### Required task
Pick out each line in the records below that contains the word "sailboat", and copy those lines.
— START OF Rows —
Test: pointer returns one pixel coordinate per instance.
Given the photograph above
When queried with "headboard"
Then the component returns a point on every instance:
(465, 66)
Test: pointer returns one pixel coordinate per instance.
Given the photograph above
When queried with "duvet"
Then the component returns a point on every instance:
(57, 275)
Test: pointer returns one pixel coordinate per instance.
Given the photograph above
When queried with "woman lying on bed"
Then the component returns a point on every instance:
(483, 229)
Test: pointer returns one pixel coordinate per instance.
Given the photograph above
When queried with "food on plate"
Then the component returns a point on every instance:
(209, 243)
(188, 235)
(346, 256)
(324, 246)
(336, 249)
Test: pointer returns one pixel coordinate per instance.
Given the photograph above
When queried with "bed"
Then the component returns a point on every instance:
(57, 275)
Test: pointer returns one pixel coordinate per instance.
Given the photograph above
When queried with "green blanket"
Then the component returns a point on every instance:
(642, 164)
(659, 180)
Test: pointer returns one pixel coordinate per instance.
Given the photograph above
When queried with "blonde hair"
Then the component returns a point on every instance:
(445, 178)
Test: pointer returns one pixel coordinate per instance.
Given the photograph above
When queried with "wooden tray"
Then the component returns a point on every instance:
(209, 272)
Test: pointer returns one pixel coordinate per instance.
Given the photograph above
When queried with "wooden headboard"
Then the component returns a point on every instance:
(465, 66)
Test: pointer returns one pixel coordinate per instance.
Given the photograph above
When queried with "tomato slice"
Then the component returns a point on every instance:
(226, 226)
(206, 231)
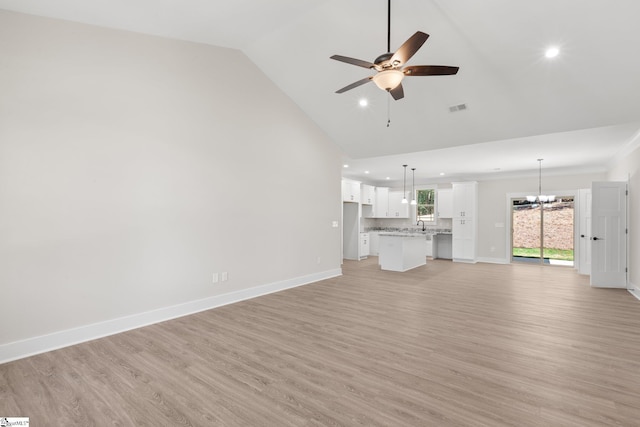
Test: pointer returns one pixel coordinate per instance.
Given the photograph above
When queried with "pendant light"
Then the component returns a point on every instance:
(413, 187)
(404, 186)
(540, 198)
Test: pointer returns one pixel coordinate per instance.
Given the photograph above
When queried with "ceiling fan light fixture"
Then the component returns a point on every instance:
(388, 79)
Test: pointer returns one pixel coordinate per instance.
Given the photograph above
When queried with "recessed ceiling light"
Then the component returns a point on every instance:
(552, 52)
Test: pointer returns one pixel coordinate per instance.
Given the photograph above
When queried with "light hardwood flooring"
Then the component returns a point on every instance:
(445, 344)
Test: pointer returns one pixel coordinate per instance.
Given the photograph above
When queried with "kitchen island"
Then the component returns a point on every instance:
(402, 251)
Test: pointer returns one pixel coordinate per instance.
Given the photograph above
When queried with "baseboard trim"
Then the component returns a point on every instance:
(32, 346)
(493, 260)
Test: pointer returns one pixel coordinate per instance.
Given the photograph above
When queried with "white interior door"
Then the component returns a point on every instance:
(608, 234)
(584, 232)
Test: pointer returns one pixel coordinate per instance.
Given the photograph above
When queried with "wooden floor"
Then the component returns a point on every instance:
(446, 344)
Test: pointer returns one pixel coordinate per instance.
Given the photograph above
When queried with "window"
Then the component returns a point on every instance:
(425, 209)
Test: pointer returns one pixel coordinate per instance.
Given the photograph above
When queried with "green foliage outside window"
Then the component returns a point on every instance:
(425, 209)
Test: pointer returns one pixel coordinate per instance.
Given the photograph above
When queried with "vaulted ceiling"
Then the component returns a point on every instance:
(576, 110)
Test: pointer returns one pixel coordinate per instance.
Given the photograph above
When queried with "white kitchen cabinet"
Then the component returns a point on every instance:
(381, 206)
(350, 191)
(374, 243)
(464, 224)
(429, 248)
(364, 245)
(445, 203)
(367, 194)
(397, 209)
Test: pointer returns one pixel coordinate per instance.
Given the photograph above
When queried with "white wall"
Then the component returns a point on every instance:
(627, 167)
(492, 208)
(133, 167)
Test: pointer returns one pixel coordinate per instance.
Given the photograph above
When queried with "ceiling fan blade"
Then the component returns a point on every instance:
(409, 48)
(430, 70)
(353, 61)
(355, 84)
(397, 92)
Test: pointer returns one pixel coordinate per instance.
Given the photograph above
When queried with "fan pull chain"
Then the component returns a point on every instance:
(388, 110)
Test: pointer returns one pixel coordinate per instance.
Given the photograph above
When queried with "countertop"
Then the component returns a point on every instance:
(410, 232)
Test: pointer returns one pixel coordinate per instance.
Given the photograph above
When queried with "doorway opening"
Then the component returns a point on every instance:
(543, 233)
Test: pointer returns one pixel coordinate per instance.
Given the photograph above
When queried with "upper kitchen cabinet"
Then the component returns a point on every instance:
(350, 191)
(367, 194)
(381, 205)
(397, 209)
(445, 203)
(464, 225)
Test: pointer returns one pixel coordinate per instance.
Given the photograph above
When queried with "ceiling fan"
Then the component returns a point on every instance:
(389, 66)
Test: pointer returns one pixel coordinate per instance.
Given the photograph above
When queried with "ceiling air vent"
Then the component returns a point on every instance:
(459, 107)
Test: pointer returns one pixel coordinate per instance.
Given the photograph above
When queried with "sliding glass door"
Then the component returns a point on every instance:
(543, 233)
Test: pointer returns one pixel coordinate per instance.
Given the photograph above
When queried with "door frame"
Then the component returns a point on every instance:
(509, 224)
(619, 278)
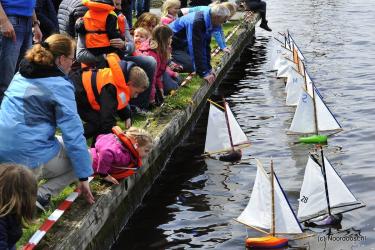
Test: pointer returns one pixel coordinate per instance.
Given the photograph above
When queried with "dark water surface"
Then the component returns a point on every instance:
(193, 203)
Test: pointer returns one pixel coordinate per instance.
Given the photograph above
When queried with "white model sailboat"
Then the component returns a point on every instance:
(224, 134)
(269, 209)
(323, 192)
(312, 116)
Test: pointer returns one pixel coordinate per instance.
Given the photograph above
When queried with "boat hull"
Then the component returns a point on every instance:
(267, 242)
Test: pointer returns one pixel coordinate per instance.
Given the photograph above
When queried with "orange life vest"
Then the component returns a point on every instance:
(95, 23)
(135, 155)
(94, 80)
(122, 23)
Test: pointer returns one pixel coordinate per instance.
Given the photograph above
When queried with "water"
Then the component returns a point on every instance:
(193, 203)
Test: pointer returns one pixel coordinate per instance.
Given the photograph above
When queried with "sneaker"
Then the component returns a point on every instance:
(264, 26)
(43, 202)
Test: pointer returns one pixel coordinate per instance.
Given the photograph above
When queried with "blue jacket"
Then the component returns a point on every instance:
(219, 34)
(193, 33)
(18, 7)
(31, 111)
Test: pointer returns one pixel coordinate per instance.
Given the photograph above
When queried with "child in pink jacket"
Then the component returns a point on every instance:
(117, 155)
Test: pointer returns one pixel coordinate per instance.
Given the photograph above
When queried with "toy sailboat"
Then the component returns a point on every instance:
(312, 116)
(269, 209)
(224, 137)
(324, 194)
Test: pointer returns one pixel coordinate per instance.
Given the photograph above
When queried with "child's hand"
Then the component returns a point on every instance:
(110, 179)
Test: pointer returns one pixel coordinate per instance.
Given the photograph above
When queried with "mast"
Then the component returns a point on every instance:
(227, 120)
(273, 229)
(325, 179)
(315, 112)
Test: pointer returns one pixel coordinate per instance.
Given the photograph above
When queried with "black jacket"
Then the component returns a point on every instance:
(46, 13)
(10, 231)
(69, 12)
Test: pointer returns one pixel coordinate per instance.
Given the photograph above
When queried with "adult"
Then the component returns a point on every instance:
(46, 13)
(39, 100)
(191, 40)
(17, 18)
(69, 12)
(260, 6)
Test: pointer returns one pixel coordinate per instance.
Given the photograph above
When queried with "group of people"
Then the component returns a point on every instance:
(86, 69)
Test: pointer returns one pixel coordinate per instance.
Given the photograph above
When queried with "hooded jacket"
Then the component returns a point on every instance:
(39, 100)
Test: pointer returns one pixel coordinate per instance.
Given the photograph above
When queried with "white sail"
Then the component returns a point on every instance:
(258, 211)
(294, 88)
(217, 136)
(339, 194)
(280, 55)
(313, 199)
(285, 67)
(304, 117)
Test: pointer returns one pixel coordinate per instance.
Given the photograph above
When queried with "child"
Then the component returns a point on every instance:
(117, 155)
(99, 25)
(140, 36)
(169, 11)
(159, 48)
(18, 188)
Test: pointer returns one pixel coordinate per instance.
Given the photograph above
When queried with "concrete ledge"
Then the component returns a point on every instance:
(103, 221)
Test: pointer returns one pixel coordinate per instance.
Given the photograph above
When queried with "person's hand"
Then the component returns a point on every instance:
(227, 50)
(110, 179)
(37, 34)
(210, 78)
(84, 187)
(128, 123)
(117, 43)
(7, 30)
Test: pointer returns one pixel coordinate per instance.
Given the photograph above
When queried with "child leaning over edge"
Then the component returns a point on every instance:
(116, 155)
(18, 188)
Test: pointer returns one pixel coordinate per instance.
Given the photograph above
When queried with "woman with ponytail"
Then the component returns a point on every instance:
(39, 100)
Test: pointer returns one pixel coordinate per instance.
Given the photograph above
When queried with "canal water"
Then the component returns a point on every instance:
(193, 203)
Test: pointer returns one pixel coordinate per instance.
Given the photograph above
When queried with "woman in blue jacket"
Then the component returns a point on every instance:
(39, 100)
— END OF Rows —
### Complete output
When queried with "white model sailboat"
When queried with "toy sailboat"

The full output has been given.